Request = Rewrite the lines of these items with "clicks" changed to "points" everywhere and everything else left as is. Omit the pictures.
--- Material supplied ---
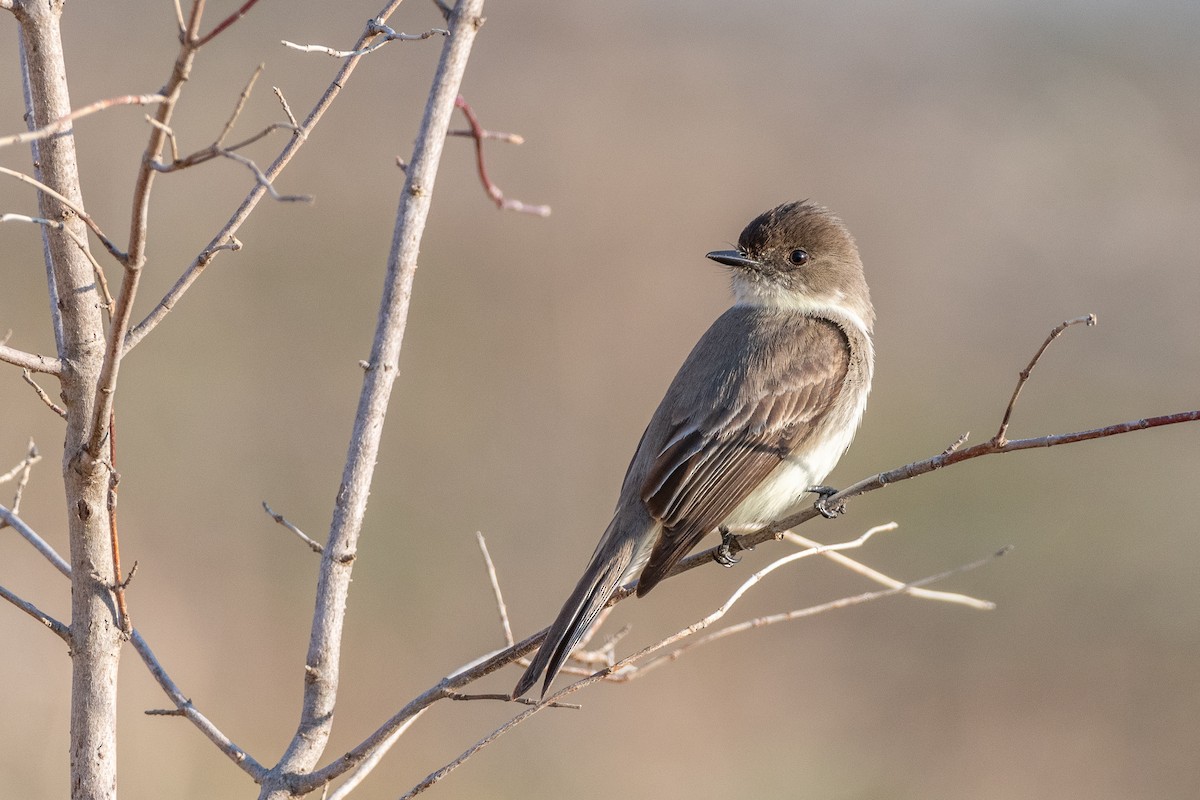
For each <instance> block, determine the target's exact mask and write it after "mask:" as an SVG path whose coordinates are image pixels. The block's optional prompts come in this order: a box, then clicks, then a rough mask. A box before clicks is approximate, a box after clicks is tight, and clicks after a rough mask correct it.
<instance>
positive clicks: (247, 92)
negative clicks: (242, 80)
mask: <svg viewBox="0 0 1200 800" xmlns="http://www.w3.org/2000/svg"><path fill="white" fill-rule="evenodd" d="M265 68H266V65H265V64H262V62H260V64H259V65H258V66H257V67H256V68H254V74H252V76H250V80H248V82H246V86H245V88H244V89H242V90H241V94H240V95H239V96H238V102H236V103H235V104H234V107H233V113H232V114H230V115H229V119H228V120H226V126H224V127H223V128H222V130H221V134H220V136H217V140H216V144H217V145H220V144H221V143H222V142H224V138H226V137H227V136H229V132H230V131H233V126H234V125H236V124H238V118H239V116H241V110H242V109H244V108H246V101H248V100H250V92H252V91H253V90H254V82H256V80H258V76H260V74H263V70H265Z"/></svg>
---
Task result =
For each <instance> block, determine the target's exact mask and write it after "mask:" as an SVG path whose coordinates are image pixels. The block's optional prompts come in this order: a box, then points, then a rough mask. A box before points is approximate, a box after points is tight, and points after a rough mask correct it.
<instance>
positive points: (247, 92)
negative points: (242, 80)
mask: <svg viewBox="0 0 1200 800" xmlns="http://www.w3.org/2000/svg"><path fill="white" fill-rule="evenodd" d="M265 68H266V65H265V64H262V62H260V64H259V65H258V66H257V67H256V68H254V74H252V76H250V80H248V82H246V86H245V88H244V89H242V90H241V94H240V95H239V96H238V102H236V103H235V104H234V107H233V113H232V114H230V115H229V119H228V120H226V126H224V127H223V128H222V130H221V134H220V136H217V140H216V144H217V145H220V144H221V143H222V142H224V138H226V137H227V136H229V132H230V131H233V126H234V125H236V124H238V118H239V116H241V110H242V109H244V108H246V101H248V100H250V92H252V91H253V90H254V82H256V80H258V76H260V74H263V70H265Z"/></svg>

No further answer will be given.